• [What to produce]
When the line containing "TARGET = green grass lawn" appears in the data below, begin copying there and stop only after the line containing "TARGET = white collar".

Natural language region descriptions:

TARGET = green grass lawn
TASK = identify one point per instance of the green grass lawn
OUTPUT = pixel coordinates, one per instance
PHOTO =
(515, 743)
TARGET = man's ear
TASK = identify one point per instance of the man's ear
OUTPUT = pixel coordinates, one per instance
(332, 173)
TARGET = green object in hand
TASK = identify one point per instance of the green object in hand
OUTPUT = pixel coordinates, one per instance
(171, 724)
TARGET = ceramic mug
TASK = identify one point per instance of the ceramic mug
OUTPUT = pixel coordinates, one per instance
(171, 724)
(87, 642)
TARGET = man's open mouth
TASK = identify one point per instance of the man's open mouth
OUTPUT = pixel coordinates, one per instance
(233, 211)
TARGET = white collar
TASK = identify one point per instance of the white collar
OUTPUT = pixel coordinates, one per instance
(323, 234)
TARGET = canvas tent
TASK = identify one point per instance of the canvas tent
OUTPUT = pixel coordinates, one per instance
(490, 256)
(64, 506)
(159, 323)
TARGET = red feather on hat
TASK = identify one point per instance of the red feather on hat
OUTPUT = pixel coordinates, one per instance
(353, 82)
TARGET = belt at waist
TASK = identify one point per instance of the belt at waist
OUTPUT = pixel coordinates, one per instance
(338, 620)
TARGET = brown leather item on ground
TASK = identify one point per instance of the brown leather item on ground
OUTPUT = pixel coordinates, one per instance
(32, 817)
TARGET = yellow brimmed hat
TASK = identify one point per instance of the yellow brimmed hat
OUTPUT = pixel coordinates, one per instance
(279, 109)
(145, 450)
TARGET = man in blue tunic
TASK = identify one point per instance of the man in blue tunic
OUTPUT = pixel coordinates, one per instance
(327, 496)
...
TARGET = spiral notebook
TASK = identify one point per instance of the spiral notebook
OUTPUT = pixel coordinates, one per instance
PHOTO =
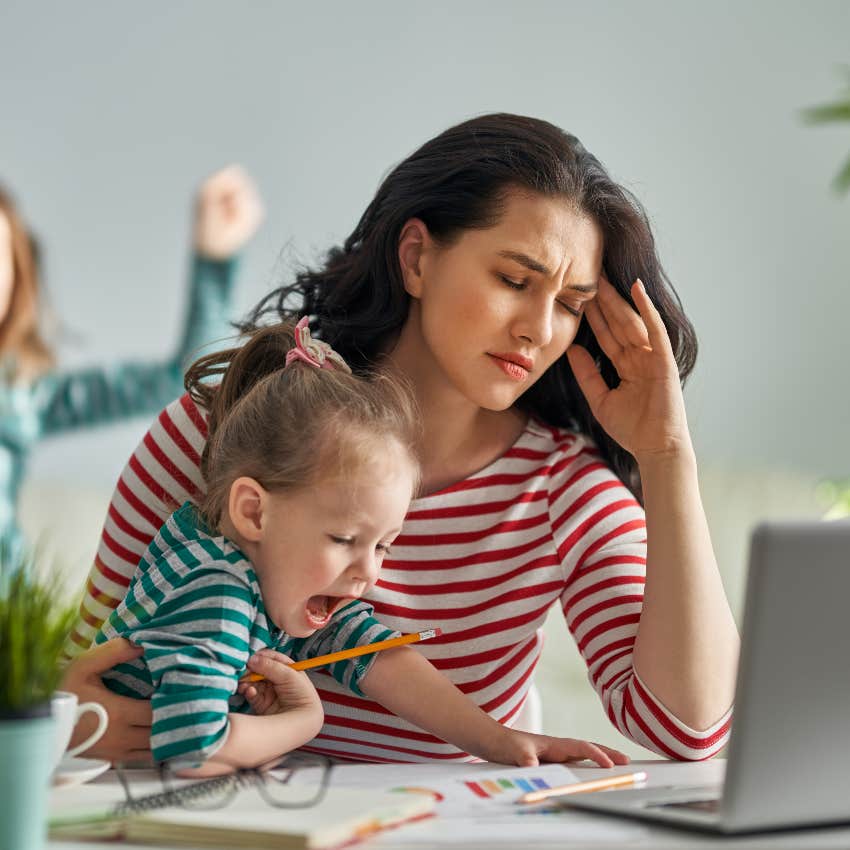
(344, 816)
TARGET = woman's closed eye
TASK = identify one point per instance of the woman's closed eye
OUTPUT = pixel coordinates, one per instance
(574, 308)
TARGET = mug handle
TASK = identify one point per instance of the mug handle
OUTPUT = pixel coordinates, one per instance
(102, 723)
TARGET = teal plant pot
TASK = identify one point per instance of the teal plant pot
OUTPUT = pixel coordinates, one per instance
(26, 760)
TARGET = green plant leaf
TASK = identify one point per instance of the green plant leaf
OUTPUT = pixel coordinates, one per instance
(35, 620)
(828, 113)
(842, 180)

• [Exercise response]
TARGET = green grass lawn
TASK = identify one point per instance of the green grass lawn
OUTPUT = pixel coordinates, one per instance
PHOTO =
(515, 743)
TARGET = man's ear
TASK = identify one point per instance of the man's ear
OUTPUT = pixel coordinates, one per instance
(332, 173)
TARGET = green object in hand
TASK = identify one point per instance of the green object in hand
OUTPUT = pixel coordinates, one per instance
(171, 724)
TARGET = ceramic mug
TASK = identify one point per instance of the ceramic mug
OUTPUT = pixel coordinates, one per instance
(171, 724)
(87, 642)
TARGET = man's open mouth
TASK = identify one point per instance of the man's open mouth
OUTPUT = pixel coordinates, one per instance
(233, 211)
TARGET = white collar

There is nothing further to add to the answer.